Description of the task: Make an exact copy of all the entries, but do not reproduce the pictures.

*** Opening Record set ***

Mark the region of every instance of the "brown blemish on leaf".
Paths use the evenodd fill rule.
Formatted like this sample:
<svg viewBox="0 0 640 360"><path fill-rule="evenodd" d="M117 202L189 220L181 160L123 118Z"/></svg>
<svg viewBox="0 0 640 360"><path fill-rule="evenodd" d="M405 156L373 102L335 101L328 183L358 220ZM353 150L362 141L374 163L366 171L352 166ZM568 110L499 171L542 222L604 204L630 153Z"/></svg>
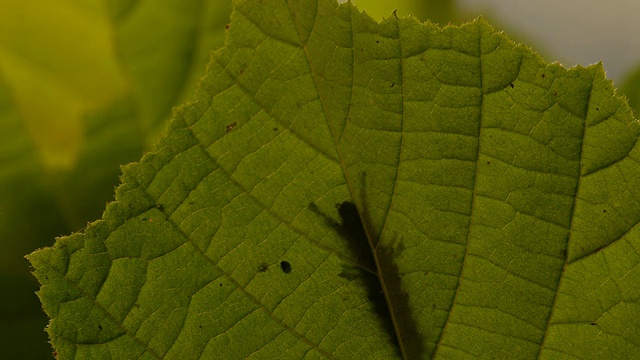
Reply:
<svg viewBox="0 0 640 360"><path fill-rule="evenodd" d="M224 130L225 130L225 131L227 132L227 134L228 134L228 133L230 133L230 132L233 130L233 128L235 128L235 127L236 127L236 125L238 125L238 123L237 123L236 121L234 121L234 122L232 122L231 124L229 124L229 125L225 126L225 127L224 127Z"/></svg>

*** Closing Record set ***

Answer area:
Mark the region of every instance of the "brown blemish on leaf".
Paths use the evenodd fill rule.
Formatted like this sample:
<svg viewBox="0 0 640 360"><path fill-rule="evenodd" d="M117 202L189 220L181 160L123 118Z"/></svg>
<svg viewBox="0 0 640 360"><path fill-rule="evenodd" d="M405 156L373 102L335 101L328 183L358 220ZM353 150L362 141L374 163L366 171L352 166ZM568 110L499 171L542 222L604 204L630 153Z"/></svg>
Reply:
<svg viewBox="0 0 640 360"><path fill-rule="evenodd" d="M224 130L225 130L225 131L227 132L227 134L228 134L228 133L230 133L230 132L233 130L233 128L235 128L235 127L236 127L236 125L238 125L238 123L237 123L236 121L234 121L234 122L232 122L231 124L229 124L229 125L225 126L225 127L224 127Z"/></svg>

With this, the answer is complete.